Instructions to follow: Could you reproduce every record below exactly as written?

Entries taken from a collection:
--

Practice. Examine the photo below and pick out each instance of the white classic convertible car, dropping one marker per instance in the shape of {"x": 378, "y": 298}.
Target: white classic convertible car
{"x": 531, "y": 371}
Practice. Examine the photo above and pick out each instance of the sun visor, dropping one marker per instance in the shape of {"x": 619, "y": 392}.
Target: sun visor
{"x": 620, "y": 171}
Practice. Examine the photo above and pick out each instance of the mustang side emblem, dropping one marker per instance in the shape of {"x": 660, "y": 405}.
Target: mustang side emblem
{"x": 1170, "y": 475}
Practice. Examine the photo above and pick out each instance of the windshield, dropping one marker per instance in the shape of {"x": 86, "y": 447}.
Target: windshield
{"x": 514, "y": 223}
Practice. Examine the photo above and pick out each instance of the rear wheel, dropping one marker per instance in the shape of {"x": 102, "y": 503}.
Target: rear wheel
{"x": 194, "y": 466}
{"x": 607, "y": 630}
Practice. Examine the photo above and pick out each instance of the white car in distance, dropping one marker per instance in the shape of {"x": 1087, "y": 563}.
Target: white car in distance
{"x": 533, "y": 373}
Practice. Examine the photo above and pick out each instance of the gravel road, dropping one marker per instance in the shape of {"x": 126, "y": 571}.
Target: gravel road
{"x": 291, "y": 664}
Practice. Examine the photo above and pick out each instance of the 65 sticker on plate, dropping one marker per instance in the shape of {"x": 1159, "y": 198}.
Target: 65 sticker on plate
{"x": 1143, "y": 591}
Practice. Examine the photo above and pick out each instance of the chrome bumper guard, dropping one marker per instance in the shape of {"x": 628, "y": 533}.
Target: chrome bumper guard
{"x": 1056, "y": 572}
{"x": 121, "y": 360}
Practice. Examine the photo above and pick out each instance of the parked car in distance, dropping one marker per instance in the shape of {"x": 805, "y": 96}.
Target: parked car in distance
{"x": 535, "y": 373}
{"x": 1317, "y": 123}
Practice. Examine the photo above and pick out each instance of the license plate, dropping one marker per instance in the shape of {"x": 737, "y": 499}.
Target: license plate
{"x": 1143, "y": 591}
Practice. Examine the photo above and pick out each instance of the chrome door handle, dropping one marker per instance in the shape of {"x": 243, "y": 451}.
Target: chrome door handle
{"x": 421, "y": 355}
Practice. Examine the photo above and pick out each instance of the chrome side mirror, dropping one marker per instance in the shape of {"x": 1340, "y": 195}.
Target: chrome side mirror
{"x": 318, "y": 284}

--

Result for this exercise:
Practice. Examine the photo below and pick out each instance of the white classic convertible car, dropping one marker per instance in the shape of {"x": 378, "y": 298}.
Target: white classic convertible car
{"x": 531, "y": 371}
Practice. Examine the photo above and pick out each instance of the sun visor, dropping one marker per instance in the shape of {"x": 619, "y": 392}.
Target: sun visor
{"x": 620, "y": 171}
Practice. Examine the photo above and pick out each instance of the mustang side emblem, dropping one marker per instance in the shape of {"x": 660, "y": 405}.
Target: mustang side emblem
{"x": 1170, "y": 475}
Practice. Examine the photo above and pick out each instance of the windshield, dropping one marker per instance in the shape of {"x": 86, "y": 447}.
Target: windshield
{"x": 514, "y": 223}
Practice. Examine the photo above and pick out each instance of the rear wheel, dropping one marker per instance in the shape of {"x": 102, "y": 503}.
Target: rear wheel
{"x": 194, "y": 466}
{"x": 607, "y": 630}
Practice. Examine the photo above and pick out each instance of the white car in distance, dropping one marker per instance in the shape of {"x": 1087, "y": 563}.
Target: white car in distance
{"x": 533, "y": 373}
Practice. Examine the photo above and pick out each instance of the gravel road, dropping one marker per instance in the shape of {"x": 126, "y": 571}.
Target: gravel road
{"x": 291, "y": 664}
Practice. Examine the photo above and pick out each instance of the 65 sticker on plate, dropping one marker per instance in the shape of {"x": 1159, "y": 198}.
Target: 65 sticker on plate
{"x": 1143, "y": 591}
Practice. Examine the photo above and pick out each instance of the chrome bumper guard, dropping one marker per instance in the shape of {"x": 628, "y": 533}.
Target: chrome bumper guard
{"x": 1056, "y": 572}
{"x": 121, "y": 360}
Practice. Examine the photo above and pick out each instance of the parked car in distance, dropping one marker per instance in the shape of {"x": 805, "y": 96}.
Target: parked car in distance
{"x": 535, "y": 373}
{"x": 1317, "y": 123}
Practice. Examine the photo above and pick out each instance of the license plate, dropping one marker per instance in the shape of {"x": 737, "y": 499}.
Target: license plate
{"x": 1143, "y": 591}
Practice. Examine the photo above and pick out each instance of the chrome door handle, dropping one marker per instance in the shape of {"x": 243, "y": 451}.
Target: chrome door handle
{"x": 421, "y": 355}
Practice. Examine the photo above and pick out each instance of the chrome side mirror, dropping one marker per instance in the shape of {"x": 1340, "y": 195}.
Target: chrome side mirror
{"x": 318, "y": 284}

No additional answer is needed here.